> **Selected text**:

┌──

When we talk about being watched at Harvard, we always pin the blame on the tourists. Yes, it’s awkward when you accidentally walk into a stranger’s vlog and they keep the camera directly on your face, but we’re forgetting our most dedicated audience: Harvard’s beloved urban wildlife. They saw your shame when you trudged through the Yard, drenched in rain because you forgot your umbrella. They were there when you were stood up in front of Lamont. And they were there when you took one step outside your dorm building and realized you’d left your keys in your room. So here’s Flyby’s ranking of the urban wildlife on campus. Because let’s be real: they’re ranking us, too.

7. Roaches

People act like these guys are a staple of the Harvard experience, but they’re just unnecessary. Nothing like walking around to the back basement entrance because the roach in front of the main entrance contributes to my growth or development.

6. Centipedes

I despise these creatures, but they are good for one thing: a lesson in perspective. Are you nervous for a test? For an upcoming interview? For your professor to roast the living daylights out of your essay? Go into your dorm, turn off the lights, and google ‘house centipede’. Suddenly, your professor taking a wrecking ball to your self-esteem is exactly what you need today.

5. Rats

Rats are nightmarish little things — especially when their stomping through the classroom ceilings is louder than your TF’s voice — but Open Letter to the Rats of Harvard really made me feel for these forsaken creatures. Maybe they’re just misunderstood.

4. Birds

The birds here aren’t the most entertaining in the world, but they’re surprisingly unafraid of humans. Besides their incessant 7 a.m. squawking, they’re alright.

3. Dogs

Don’t get me wrong, I love puppers, but they’re going to have to take the number 3 spot. They’re adorable and surprisingly obedient, but there is so much FOMO that comes with watching proctors walk their dogs. When you first see them, you go “Aww! A doggo!” but five seconds later, you go “I want one too :(”

2. Turkeys.

└──

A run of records
┌──

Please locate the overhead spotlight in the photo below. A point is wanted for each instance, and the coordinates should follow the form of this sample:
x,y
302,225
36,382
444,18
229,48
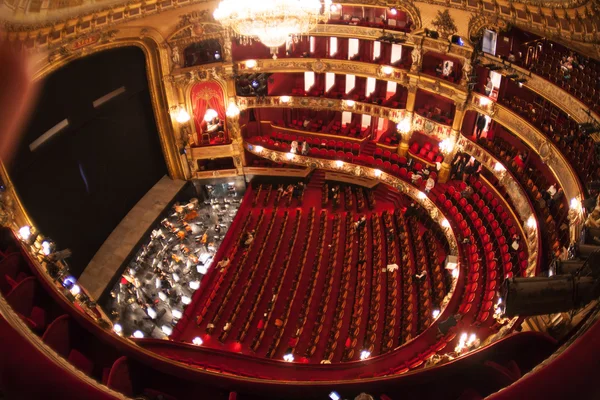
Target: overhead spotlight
x,y
334,396
25,232
197,341
117,328
457,40
432,34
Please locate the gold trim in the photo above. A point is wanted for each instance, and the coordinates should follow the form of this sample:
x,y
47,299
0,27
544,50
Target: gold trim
x,y
323,103
560,167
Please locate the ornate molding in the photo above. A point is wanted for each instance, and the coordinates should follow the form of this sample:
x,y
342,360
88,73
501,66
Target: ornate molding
x,y
517,196
363,69
321,103
559,97
364,172
554,159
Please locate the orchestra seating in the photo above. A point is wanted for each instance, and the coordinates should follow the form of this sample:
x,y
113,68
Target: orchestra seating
x,y
330,268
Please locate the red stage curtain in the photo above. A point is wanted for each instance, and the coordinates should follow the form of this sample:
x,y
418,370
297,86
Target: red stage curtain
x,y
207,95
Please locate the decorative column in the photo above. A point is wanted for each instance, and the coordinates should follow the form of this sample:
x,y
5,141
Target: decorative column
x,y
233,126
575,216
417,58
449,146
405,126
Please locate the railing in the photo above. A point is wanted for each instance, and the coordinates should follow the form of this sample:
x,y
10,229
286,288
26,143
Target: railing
x,y
430,127
549,153
559,97
322,103
322,135
518,197
364,69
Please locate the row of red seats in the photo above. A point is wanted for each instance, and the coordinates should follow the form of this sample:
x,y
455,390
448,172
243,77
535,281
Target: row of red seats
x,y
281,322
265,276
239,304
409,290
334,333
311,347
424,285
393,297
310,291
377,264
240,260
426,152
264,322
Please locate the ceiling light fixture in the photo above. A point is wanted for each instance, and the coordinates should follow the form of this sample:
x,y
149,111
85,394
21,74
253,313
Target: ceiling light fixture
x,y
271,22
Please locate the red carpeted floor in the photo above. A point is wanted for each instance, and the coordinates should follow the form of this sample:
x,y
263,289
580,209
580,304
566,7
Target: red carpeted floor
x,y
297,289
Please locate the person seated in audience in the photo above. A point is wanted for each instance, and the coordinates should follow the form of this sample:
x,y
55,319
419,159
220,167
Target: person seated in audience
x,y
305,148
520,160
422,275
249,239
223,264
411,210
593,224
361,221
489,87
467,192
289,190
429,184
294,147
516,242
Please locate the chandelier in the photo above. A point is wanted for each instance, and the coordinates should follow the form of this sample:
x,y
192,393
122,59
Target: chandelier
x,y
271,22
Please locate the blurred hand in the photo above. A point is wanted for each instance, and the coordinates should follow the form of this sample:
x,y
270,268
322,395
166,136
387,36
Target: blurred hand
x,y
17,96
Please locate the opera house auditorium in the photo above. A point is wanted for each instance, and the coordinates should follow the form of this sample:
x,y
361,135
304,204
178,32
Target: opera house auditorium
x,y
300,199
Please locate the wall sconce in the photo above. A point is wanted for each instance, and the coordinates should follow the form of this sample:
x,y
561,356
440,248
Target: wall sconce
x,y
531,222
446,146
404,126
210,115
386,70
232,110
25,233
181,115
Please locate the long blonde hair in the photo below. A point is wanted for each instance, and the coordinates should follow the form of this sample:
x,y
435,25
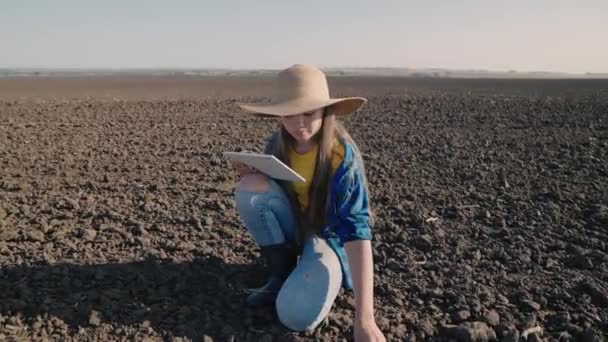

└──

> **Short problem**: Continue the ranking of Harvard's campus wildlife, starting after the heading "2. Turkeys."

> **Answer for this exercise**:
Those turkeys prowling the Yard make me so self-conscious. Sometimes they’re ambling down the street like they’re looking for someone to rob. Sometimes they’re sitting on the grass, watching people zone out through their million-page readings, watching athletes zoom by on their light-up scooters (seriously, where did you guys get those?), watching STEM students scramble through their psets as if they’re not about to be assigned five more as a reward for their hard work. And through it all, they’re staring us down, more judgmental than Harvard students watching tourists try to touch John Harvard’s foot.

The roundhouse-kicked squirrel and its slightly apologetic attacker.
The roundhouse-kicked squirrel and its slightly apologetic attacker. By Evangeline J. Gilmer

1. Squirrels.

There’s nothing more hardcore than a Harvard squirrel. One used to eat in the tree outside my window every morning so loudly that I couldn’t even snooze my alarm. I caught another literally trying to bite into a pole. And last, but certainly not least, I watched an adult squirrel scurry up a high tree and roundhouse kick its two babies off a branch. One stuck the landing and scurried away. The other face planted on the ground and lay there shaking for a bit (he was okay, I think).

At the end of the day, though, we love all our wildlife here at Harvard despite its quirks and faults. After all, it was a human that took the last plum in the dhall — not a rat.

Disclaimer: Remy the Cat was not ranked in this, because he is not part of the “wildlife.” He is our supreme leader.